▶ TEXT SECTION
-=-=-=-=-

Ask HN: Coders - what do you listen to while coding? - uptownfunk
Feel free to post links to your playlists here!
======
lsiunsuex
Months ago, I realized that basically most of what Sirius XM was playing, was
available as a podcast, so I canceled satellite radio and just subscribed to
all the dj's I could find / listen to. And I really only listen to EDM.

[http://podcast.wandwmusic.nl/podcast.php](http://podcast.wandwmusic.nl/podcast.php)

[http://laidbackluke.podtree.com/feed/podcast/](http://laidbackluke.podtree.com/feed/podcast/)

[http://podcast.borgeous.com/?feed=podcast](http://podcast.borgeous.com/?feed=podcast)

[http://afrojack.podtree.com/feed/podcast/](http://afrojack.podtree.com/feed/podcast/)

[http://podcast.armadamusic.com/asot/podcast.xml](http://podcast.armadamusic.com/asot/podcast.xml)

[http://podcast.djhardwell.com/podcast.xml](http://podcast.djhardwell.com/podcast.xml)

[http://tritonia.libsyn.com/rss](http://tritonia.libsyn.com/rss)

[http://www.galexmusic.com/podcast/gareth.xml](http://www.galexmusic.com/podcast/gareth.xml)

[http://intheair.libsyn.com/rss](http://intheair.libsyn.com/rss)

[http://feddelegrand.libsyn.com/rss](http://feddelegrand.libsyn.com/rss)

[http://static.aboveandbeyond.nu/grouptherapy/podcast.xml](http://static.aboveandbeyond.nu/grouptherapy/podcast.xml)

[http://toolroomknightsradio.com/radioshow/toolroomknightsrad...](http://toolroomknightsradio.com/radioshow/toolroomknightsradiopodcast.xml)

-=-=-=-=-

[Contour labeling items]
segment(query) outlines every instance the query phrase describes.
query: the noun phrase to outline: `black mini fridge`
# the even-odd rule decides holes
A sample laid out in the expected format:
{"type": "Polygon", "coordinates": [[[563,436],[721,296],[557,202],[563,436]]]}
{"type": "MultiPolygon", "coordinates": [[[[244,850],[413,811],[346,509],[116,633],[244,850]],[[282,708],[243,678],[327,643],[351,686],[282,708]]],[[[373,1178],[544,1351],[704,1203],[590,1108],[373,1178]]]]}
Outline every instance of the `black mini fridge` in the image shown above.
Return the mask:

-=-=-=-=-

▶ WRITTEN REQUEST 1
Answer these questions about the coding-music thread:
(a) What does the opening post invite readers to share?
(b) What did the user lsiunsuex cancel after finding the same material as podcasts?
(c) What kind of music does lsiunsuex say they listen to?
▶ WRITTEN REQUEST 2
Resume the coding-music thread, picking up after its final link.

▶ TASK RESULT 1
(a) Links to their playlists.
(b) Satellite radio.
(c) EDM.

▶ TASK RESULT 2
------
SyneRyder
I have a coding music playlist that I've been improving over the last few
years, it's nearly 70 hours of upbeat electronica & IDM with no almost no
vocals. I try to only keep music that keeps me in the zone and delete any
track that distracts me. The playlist is now on Spotify, but it had over 100
subscribers on Rdio before they closed down.

[https://open.spotify.com/user/syneryder/playlist/5YpeoHyEHG7...](https://open.spotify.com/user/syneryder/playlist/5YpeoHyEHG7ttNgvzAkW72)

spotify://user:syneryder:playlist:5YpeoHyEHG7ttNgvzAkW72

There was also a thread last week that asked about music:
[https://news.ycombinator.com/item?id=11493678](https://news.ycombinator.com/item?id=11493678)

------
dougdescombaz
Usually stuff without lyrics, or lyrics I can't really understand, so the
songs remain in the background. Anything to drawn out the open office setting
when I need to concentrate, and also to pump me up. Seems like repetitiveness
can help reduce distraction. Most likely some classical, and then some
aggressive rock/punk/metal.

------
meowberryboy
Defcon radio, of course!
[https://somafm.com/defcon/](https://somafm.com/defcon/)

------
konart
Rock, Metal, OSTs.

------
markbnj
Fans.